# Work instruction
All lines holding the word "instance" are to be copied from the records beneath.

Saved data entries
-- Opening Marker --

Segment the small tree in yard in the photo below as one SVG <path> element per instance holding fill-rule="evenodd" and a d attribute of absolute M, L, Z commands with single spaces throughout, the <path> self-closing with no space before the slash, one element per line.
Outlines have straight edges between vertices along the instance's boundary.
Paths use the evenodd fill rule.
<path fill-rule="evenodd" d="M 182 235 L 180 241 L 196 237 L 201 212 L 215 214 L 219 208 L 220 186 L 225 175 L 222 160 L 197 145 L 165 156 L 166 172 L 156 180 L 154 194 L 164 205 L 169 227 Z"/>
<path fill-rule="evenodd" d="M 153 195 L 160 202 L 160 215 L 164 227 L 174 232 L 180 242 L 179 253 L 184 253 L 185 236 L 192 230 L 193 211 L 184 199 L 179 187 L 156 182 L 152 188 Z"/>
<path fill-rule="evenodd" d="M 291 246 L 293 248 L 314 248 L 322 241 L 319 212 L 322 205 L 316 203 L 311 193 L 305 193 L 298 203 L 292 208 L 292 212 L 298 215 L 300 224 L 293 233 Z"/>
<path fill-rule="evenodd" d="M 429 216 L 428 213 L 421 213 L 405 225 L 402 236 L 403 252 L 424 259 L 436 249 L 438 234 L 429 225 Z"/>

-- Closing Marker --

# Response
Segment the small tree in yard in the photo below as one SVG <path> element per instance holding fill-rule="evenodd" and a d attribute of absolute M, L, Z commands with single spaces throughout, the <path> self-closing with no space before the slash, one element per line.
Outlines have straight edges between vertices along the instance's boundary.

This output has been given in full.